DOMANDE DA SVOLGERE:
1) Nel brano su Roberto, chi fece le presentazioni all'inizio degli Anni ’90?
2) Trascrivi dal brano su Roberto il passo che comincia con “Fu Riccardo Piatti” e termina con “e alla prova.”.
3) Scrivi il seguito del brano su Roberto, a partire dalla sua ultima frase.

Fu Riccardo Piatti a presentarmelo all’inizio degli Anni ’90, la prima volta che scesi a Roma da direttore di “Nuovo Tennis”. Come tutti, fui colpito immediatamente dal carattere forte e a tratti ruvido, dall’istantanea voglia di metterti in soggezione e alla prova.
Il nostro primo colloquio fu strano, fatto di indagini e sottintesi: nel bel mezzo d’una frase ci cacciava dentro un vocabolo astruso e desueto, giusto per capire se capivi; il nome d’un pittore e una citazione di Toqueville. Per puro caso conoscevo Alphonse Mucha e provai a rilanciare con un discorso sull’Art Nouveau, Praga e la Mittel Europa e feci centro. Roberto prese a guardarmi con aria meno distratta e poche settimane dopo iniziò a scrivere su “Nuovo Tennis”.
Mese dopo mese nacque affetto vero, tanto da portarmi in dote al giornale anche quella straordinaria donna che è stata Marinella Molinari, la sua prima moglie.

Voci di dati archiviate:
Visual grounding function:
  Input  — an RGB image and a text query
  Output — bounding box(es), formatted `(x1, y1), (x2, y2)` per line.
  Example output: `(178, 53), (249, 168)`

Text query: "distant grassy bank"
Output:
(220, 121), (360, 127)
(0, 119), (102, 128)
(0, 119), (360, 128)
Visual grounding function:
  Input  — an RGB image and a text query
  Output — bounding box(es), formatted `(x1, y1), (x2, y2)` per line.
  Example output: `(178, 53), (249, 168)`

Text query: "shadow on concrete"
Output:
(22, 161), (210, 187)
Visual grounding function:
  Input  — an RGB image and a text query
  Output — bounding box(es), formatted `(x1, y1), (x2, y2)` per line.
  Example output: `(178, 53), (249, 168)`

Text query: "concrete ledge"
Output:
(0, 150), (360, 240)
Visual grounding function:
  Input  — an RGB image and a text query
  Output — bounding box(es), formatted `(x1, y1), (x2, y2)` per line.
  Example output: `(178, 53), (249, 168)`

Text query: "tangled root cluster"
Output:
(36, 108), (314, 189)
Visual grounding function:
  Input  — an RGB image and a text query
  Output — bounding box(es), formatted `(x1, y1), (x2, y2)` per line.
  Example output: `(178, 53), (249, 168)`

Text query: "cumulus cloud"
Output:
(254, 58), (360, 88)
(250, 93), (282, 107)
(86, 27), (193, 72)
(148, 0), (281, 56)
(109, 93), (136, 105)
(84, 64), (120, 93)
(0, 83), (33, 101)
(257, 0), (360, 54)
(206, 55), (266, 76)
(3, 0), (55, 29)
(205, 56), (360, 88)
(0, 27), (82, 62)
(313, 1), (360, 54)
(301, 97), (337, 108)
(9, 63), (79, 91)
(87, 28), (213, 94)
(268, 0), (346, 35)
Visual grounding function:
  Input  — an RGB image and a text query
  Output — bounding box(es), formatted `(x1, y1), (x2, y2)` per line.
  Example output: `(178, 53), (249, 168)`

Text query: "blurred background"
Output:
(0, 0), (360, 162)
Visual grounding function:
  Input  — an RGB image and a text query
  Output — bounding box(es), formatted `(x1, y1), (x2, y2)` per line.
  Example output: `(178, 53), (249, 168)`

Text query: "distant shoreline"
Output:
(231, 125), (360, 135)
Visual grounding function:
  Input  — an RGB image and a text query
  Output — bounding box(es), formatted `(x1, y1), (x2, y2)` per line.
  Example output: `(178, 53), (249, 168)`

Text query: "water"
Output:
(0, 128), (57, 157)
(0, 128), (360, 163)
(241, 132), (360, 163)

* * *

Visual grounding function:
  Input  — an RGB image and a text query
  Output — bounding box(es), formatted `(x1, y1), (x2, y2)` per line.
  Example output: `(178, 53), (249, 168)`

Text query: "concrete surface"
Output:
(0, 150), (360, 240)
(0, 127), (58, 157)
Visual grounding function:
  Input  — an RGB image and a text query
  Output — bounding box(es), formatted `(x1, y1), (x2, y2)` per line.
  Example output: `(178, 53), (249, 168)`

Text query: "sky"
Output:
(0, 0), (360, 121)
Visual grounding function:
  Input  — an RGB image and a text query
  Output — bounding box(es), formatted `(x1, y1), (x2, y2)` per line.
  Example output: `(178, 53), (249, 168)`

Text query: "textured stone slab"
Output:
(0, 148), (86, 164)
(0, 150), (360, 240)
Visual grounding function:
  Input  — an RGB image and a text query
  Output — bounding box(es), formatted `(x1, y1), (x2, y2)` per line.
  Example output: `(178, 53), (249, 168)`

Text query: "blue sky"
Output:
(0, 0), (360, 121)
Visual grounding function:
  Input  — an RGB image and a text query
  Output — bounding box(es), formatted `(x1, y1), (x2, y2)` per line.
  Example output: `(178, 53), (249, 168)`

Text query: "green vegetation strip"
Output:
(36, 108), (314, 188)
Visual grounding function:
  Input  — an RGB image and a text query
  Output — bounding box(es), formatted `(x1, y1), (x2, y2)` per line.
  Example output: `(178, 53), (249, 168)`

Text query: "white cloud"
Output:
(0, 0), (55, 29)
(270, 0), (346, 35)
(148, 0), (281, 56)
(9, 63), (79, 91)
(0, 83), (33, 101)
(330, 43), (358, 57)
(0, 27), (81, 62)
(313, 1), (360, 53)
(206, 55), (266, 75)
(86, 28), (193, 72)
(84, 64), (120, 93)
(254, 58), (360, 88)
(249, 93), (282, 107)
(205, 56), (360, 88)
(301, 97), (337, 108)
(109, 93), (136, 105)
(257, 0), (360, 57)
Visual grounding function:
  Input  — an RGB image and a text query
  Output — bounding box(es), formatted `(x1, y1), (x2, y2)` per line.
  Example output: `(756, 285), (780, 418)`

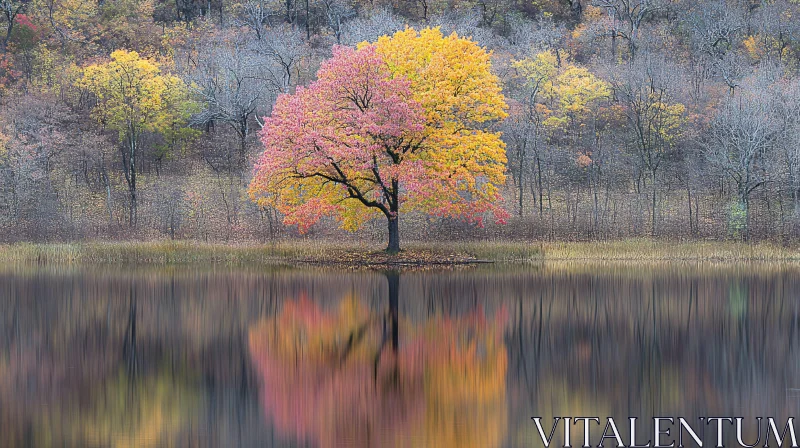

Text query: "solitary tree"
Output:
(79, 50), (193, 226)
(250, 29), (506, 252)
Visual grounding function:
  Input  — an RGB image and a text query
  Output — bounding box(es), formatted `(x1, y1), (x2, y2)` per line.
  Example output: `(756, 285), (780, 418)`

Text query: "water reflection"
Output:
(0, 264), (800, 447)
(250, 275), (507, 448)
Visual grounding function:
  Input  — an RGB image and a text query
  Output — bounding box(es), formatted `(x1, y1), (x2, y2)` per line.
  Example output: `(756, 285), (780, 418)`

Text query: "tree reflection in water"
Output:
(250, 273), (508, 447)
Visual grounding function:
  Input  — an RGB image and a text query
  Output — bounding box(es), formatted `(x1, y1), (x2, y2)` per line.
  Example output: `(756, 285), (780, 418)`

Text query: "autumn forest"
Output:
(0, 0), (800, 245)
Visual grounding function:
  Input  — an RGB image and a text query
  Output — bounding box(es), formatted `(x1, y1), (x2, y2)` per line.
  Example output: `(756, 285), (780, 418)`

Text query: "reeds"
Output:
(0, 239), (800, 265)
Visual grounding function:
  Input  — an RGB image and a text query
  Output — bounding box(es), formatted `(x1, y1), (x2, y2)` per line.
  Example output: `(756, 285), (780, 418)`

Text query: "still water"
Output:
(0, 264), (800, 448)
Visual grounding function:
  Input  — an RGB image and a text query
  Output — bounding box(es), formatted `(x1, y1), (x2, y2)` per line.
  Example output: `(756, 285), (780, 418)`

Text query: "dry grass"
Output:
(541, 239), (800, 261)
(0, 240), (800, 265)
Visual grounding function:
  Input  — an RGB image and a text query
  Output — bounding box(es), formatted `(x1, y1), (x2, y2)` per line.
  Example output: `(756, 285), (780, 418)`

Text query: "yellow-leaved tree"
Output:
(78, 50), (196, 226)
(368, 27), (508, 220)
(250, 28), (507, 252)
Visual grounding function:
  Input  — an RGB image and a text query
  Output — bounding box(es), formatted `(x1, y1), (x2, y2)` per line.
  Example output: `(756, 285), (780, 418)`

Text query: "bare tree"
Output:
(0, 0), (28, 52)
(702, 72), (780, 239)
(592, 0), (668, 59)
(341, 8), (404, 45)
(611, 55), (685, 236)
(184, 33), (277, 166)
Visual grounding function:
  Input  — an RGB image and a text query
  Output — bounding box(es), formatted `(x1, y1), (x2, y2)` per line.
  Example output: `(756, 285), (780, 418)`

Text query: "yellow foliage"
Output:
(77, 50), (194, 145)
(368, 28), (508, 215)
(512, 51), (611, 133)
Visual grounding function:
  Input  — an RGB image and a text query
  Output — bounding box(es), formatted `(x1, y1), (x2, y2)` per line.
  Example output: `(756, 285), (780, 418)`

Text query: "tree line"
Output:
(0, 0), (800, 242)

* * *

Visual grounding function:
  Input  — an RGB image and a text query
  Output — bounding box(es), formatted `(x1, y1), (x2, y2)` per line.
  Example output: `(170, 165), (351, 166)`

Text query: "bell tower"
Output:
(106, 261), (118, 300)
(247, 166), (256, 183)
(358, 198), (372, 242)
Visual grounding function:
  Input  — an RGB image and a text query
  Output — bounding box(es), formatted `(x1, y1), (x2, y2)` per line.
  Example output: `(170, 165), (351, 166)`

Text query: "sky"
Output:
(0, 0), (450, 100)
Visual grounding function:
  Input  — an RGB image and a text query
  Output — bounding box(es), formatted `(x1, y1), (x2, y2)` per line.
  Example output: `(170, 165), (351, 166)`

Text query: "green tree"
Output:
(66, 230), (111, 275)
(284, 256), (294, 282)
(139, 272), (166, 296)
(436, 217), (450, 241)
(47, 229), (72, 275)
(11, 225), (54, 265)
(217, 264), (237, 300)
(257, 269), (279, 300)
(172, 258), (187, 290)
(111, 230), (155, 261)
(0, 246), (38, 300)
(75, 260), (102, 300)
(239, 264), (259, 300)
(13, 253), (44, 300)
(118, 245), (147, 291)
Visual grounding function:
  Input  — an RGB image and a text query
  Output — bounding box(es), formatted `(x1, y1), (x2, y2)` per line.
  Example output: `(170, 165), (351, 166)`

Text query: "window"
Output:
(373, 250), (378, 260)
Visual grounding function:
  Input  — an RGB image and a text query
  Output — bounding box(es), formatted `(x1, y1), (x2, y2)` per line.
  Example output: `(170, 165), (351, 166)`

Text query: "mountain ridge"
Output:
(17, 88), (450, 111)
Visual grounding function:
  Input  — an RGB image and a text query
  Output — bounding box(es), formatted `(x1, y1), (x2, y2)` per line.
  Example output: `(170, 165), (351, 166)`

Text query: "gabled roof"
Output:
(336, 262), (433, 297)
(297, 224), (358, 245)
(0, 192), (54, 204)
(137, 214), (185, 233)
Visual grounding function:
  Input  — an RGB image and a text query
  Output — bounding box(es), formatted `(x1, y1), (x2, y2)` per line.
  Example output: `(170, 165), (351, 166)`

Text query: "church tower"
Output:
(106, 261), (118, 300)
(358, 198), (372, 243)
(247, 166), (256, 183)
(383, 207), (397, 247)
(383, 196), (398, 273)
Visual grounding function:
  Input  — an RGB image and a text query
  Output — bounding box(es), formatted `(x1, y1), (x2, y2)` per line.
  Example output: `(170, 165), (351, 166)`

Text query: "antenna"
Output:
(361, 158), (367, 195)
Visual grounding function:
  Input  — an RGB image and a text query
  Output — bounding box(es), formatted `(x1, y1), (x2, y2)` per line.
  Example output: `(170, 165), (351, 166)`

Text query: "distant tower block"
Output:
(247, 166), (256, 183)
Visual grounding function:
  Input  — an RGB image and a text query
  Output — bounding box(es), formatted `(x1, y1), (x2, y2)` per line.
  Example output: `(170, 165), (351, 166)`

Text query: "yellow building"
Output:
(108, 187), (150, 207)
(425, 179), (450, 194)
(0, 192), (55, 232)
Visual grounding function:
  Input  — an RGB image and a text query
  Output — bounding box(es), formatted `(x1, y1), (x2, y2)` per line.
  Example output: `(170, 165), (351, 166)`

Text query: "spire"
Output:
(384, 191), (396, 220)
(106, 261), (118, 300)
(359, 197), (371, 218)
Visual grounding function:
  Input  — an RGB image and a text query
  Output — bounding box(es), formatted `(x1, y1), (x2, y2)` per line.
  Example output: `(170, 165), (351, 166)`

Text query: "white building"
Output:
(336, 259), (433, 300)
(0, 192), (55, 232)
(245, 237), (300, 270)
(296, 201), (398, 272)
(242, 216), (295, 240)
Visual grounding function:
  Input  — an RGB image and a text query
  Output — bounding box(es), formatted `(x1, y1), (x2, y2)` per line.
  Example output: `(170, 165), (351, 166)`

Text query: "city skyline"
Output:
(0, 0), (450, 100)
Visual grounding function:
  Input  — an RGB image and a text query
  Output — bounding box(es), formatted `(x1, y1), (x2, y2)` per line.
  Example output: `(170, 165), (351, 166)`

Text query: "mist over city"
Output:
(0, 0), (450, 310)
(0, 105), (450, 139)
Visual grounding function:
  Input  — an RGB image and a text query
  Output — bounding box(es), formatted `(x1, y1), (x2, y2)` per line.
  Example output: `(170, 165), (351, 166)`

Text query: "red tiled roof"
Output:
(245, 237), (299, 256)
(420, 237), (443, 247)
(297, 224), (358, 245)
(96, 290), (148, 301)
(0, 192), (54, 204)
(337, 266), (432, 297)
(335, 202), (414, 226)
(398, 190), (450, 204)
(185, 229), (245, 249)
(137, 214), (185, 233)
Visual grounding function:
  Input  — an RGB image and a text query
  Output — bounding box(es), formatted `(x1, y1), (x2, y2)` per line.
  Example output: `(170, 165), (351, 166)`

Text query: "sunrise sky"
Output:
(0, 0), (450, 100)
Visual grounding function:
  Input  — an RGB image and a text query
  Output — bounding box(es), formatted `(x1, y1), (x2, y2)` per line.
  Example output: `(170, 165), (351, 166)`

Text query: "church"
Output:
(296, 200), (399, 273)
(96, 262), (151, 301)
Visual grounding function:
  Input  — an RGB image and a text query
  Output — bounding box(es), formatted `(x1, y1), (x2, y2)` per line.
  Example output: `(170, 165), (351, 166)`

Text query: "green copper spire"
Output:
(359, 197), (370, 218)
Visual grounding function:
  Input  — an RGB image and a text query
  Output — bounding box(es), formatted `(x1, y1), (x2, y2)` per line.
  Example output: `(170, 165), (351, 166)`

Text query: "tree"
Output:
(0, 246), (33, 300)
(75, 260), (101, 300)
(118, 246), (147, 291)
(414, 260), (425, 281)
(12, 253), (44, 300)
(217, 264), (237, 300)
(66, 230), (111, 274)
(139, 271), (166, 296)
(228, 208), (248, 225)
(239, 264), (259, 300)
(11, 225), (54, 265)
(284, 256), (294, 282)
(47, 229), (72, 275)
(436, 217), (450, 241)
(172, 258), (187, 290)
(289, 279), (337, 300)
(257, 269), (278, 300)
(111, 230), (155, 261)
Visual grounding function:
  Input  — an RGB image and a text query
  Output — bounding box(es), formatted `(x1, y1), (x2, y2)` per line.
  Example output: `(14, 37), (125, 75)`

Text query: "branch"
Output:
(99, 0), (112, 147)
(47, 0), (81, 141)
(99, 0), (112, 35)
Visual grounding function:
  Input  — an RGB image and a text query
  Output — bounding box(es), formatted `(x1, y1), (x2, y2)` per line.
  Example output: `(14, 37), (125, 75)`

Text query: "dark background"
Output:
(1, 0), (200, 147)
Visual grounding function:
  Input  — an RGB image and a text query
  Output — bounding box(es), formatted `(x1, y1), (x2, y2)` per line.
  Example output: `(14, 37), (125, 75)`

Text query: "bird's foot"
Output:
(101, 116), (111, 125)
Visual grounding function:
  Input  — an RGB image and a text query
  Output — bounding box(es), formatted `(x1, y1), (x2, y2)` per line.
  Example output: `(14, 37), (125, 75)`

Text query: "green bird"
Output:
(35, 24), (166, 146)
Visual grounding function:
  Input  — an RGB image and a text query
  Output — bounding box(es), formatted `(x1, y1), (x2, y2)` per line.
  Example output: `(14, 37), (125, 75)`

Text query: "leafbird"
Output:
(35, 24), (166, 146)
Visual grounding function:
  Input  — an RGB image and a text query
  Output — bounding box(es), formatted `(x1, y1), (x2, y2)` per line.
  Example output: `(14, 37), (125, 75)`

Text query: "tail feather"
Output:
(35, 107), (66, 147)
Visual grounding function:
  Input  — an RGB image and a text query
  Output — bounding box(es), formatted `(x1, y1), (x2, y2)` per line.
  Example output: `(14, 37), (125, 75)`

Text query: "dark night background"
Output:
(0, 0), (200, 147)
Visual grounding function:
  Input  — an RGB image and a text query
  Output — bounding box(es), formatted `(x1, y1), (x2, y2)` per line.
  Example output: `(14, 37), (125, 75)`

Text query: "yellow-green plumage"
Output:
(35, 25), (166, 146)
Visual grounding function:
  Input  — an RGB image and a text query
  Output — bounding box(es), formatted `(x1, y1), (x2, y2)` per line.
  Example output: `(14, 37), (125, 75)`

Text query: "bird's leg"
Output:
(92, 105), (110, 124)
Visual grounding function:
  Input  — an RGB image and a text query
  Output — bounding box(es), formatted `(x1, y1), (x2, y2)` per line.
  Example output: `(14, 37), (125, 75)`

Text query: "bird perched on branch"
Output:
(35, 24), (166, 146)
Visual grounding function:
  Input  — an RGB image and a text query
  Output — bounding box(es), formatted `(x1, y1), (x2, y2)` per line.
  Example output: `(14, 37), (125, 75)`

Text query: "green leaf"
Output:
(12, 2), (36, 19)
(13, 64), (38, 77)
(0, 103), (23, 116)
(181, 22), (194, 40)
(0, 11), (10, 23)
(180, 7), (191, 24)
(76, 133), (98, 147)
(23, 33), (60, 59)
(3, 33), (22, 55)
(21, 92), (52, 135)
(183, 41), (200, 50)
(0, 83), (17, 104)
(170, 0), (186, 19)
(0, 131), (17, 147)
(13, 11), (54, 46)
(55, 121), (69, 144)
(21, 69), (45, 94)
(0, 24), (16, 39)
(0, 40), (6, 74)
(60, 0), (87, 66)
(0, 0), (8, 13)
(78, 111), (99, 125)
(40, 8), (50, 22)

RISPOSTE:
1) Riccardo Piatti.

2)
Fu Riccardo Piatti a presentarmelo all’inizio degli Anni ’90, la prima volta che scesi a Roma da direttore di “Nuovo Tennis”. Come tutti, fui colpito immediatamente dal carattere forte e a tratti ruvido, dall’istantanea voglia di metterti in soggezione e alla prova.

3)
Anni difficili per Roberto, passati col sorriso sul volto e la morte nel cuore, per la malattia che già gli stava portando via Marinella e i guai suoi che l’avevano condotto a due difficili interventi chirurgici.
Ma lui era uno che sapeva e voleva superare ogni ostacolo a fronte alta, e riuscì ad andare oltre. Sopravvivendo al dolore e alla dipartita di Marinella, senza lamentarsi e tediarti mai, tuffandosi nel lavoro, nell’agognato Centro Studi della F.I.T. per ritrovare slancio e vita, nelle mille telecronache su “Sky”, dove gli piaceva dar sfoggio alla sua cultura e su questa giocarci un po’.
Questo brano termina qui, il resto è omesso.